EXTRACT —
The full virtual model of the MPM is presented in Figure 11, while the model of the stator is shown in Figure 12. The finite-element analysis (FEA) in an Ansys environment was used to determine the deformation characteristics and resonance frequencies of the MPM. The stator material was aluminium alloy with a mass density of 2800 kg/m 3 , a Young’s modulus of 7.17 × 10 10 N/m 2 , and a Poisson ratio of 0.32. The material of the ceramic ring was NCE81 PZT (provided by Noliac). Its main material properties are presented in Table 2.
Two types of analysis were conducted: modal simulation to obtain dynamic performance of the structure, and static simulation to acquire the stress levels. Moreover, the stator’s dimensions were investigated as a parameter. The influence of H1 and H2 values was examined in terms of resonance frequency and amplitude of vibration changes (Figure 13a). The precision of the simulation was dependant on the mesh density and shape of the finite elements. It was crucial to get an equal shape of the elements. The mesh density was increased in critical areas of the MPM. The average amount of the nodes and elements for both static and modal simulations were 52,000 and 30,000, respectively.

3.1. Modal Simulation

The main goal of a modal analysis was to obtain the resonance frequency of actuators above 20 kHz, which was in the ultrasonic range. Figure 14 illustrates the resonance frequency change in terms of height H1 of the actuator.
The results of the modal analysis have shown that several modes were observed in a 20 kHz–100 kHz frequency sweep range. However, only two frequencies were useful in terms of traveling wave generation. These frequencies corresponded to bending modes (Figure 15). The resonance frequencies of the two selected vibration bending modes must be nearly equivalent to ensure the proper performance of the motor (Figure 16). Other resonance frequencies were linked with respiration modes or with parasitic deformations of the armature.
As can be seen, not all of H1 parameters adapt to the MPM constrains. Results for the H1 parameter above 9 mm (around 23 kHz for 9 mm) were rejected from further analysis. Simulation results demonstrated that there were significant differences in resonance frequency corresponding to H1 changes, as expected. On the contrary, the H2 parameter did not have much influence on the frequency of bending modes, thus it was not considered.

3.2. Static Simulation

The purpose of the static analysis was to obtain the deformation level of the MPM’s actuators. To reduce the simulation time, a single actuator was analyzed. Figure 16 shows the operating principle of the MPM single actuator. The analysis was performed as a parametric study of deformation magnitudes as a function of actuator heights H1 and H2.

DATA EXCERPT —
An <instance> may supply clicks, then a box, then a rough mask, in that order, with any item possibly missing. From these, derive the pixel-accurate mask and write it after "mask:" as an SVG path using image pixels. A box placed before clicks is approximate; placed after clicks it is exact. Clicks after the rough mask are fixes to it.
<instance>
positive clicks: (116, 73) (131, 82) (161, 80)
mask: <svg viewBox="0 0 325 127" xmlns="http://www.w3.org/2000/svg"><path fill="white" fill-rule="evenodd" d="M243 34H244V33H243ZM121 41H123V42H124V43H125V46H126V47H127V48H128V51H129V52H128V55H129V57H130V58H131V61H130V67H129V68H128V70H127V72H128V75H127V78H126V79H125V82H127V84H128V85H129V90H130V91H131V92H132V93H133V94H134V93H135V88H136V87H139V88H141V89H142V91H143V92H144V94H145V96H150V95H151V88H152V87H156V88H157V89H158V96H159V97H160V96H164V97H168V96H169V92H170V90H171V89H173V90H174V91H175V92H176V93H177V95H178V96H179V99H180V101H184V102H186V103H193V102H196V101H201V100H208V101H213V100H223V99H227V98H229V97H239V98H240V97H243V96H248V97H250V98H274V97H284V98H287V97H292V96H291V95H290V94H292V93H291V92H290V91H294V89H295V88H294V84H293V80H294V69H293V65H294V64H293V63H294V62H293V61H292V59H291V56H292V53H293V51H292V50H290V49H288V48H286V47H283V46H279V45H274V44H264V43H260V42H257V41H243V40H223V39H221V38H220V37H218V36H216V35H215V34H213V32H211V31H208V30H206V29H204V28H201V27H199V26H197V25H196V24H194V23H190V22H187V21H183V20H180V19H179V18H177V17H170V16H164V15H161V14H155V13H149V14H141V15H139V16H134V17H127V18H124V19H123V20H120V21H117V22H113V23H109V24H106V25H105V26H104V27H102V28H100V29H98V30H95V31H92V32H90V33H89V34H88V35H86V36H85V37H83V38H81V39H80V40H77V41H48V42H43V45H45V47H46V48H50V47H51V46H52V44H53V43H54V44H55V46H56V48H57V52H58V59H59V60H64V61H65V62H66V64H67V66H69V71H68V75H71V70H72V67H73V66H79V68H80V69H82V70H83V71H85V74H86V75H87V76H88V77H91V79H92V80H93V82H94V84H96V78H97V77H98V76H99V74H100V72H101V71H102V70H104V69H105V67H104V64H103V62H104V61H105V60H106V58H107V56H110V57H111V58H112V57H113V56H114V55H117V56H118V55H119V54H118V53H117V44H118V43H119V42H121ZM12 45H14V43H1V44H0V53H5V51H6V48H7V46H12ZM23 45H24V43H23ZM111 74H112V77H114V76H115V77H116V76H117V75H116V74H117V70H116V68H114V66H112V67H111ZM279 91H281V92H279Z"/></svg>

EXERCISES TO COMPLETE —
[1] In the MPM simulation excerpt, what do you get when you set down, word for word, the passage between "Two types of" and "and 30,000, respectively.", inclusive?
[2] Answer these questions from the MPM simulation excerpt:
(a) What mass density does it give for the stator's aluminium alloy?
(b) What was the average number of nodes in the static and modal simulations?
(c) Results for H1 values above what height were rejected from further analysis?
[3] Can you extend the MPM simulation excerpt, picking up right after its final sentence?

EXPECTED RESULTS —
[1]
Two types of analysis were conducted: modal simulation to obtain dynamic performance of the structure, and static simulation to acquire the stress levels. Moreover, the stator’s dimensions were investigated as a parameter. The influence of H1 and H2 values was examined in terms of resonance frequency and amplitude of vibration changes (Figure 13a). The precision of the simulation was dependant on the mesh density and shape of the finite elements. It was crucial to get an equal shape of the elements. The mesh density was increased in critical areas of the MPM. The average amount of the nodes and elements for both static and modal simulations were 52,000 and 30,000, respectively.

[2]
(a) 2800 kg/m3
(b) 52,000
(c) 9 mm

[3]
The sinusoidal excitation voltage was applied to the piezoelectric ceramic rings. During the simulations, the voltage amplitude was set to 200 V. Each ceramic was divided into halves and polarized along its thickness. The polarization directions of adjacent PZT ceramic rings were opposite. Moreover, two pairs of ceramics were rotated by 90 to each other (Figure 13b). Depending on the presented step of the work cycle, half of the piezoelectric ceramic was either shrinking or extending. Finally, as a result of the appropriate synchronization, the travelling wave was generated on the surface.
The deformation amplitude was investigated in six different points (Figure 13a) as a function of H1 and H2 parameters. The simulation results are shown in Figure 17. As expected, the deformation increased linearly in terms of height change. Moreover, all points had comparable displacement amplitudes. According to modal and static simulation results, the optimal H1 value was 9 mm. An additional analysis in terms of changing H2 and constant H1 (H1 = 9 mm) was performed (Figure 18). The simulation results showed a constant value of deformation in points P2, P3, and P5 while H2 was increasing. However, the deformation at P1, P4, and P6 was decreasing. The H2 equal to 6 mm was chosen due to the most effective inclination angle.
In order to validate the motor performance for selected H1 and H2 values, the complete structure of the stator was simulated. Figure 19 illustrates two chosen steps of a work cycle. These steps correspond to steps 2 and 4 from Figure 16, respectively.
Based on the dimensions of the initial structure and the FEA results, the final structural dimensions of MPM were as follows: the diameter of the stator was equal to 50 mm, and each actuator, a diameter of 12.5 mm. The surface around the actuator was 1 mm thick, and the diameter of the surface around the actuator was 8 mm. The external diameter was 60 mm, the internal diameter was 10 mm, and the inclination angle was 45 . The ceramics had the following dimensions: external diameter 12.5 mm; internal diameter 5 mm; and thickness 1 mm.

4. Experimental Analysis

The prototype of the proposed piezoelectric motor is shown in Figure 20. The counter-mass was manufactured using additive manufacturing (3D printer). The material used for the production of the counter-mass was aluminum, due to its high resonance frequencies and mechanical losses on a satisfactory level. The rotor was manufactured using steel. The rotational motion of the rotor was transmitted to the shaft by “Smalley” springs and two plates.
The first stage of experimental analysis consisted of resonance frequency measurements for all three actuators. The Keysight E4990A Impedance Analyzer was used for this purpose. An essential aspect of this stage was to obtain similar resonance frequencies for all three actuators. The measured frequencies were in the range of 24.74 to 24.92 kHz. Bode plots for all three actuators are presented in Figure 21.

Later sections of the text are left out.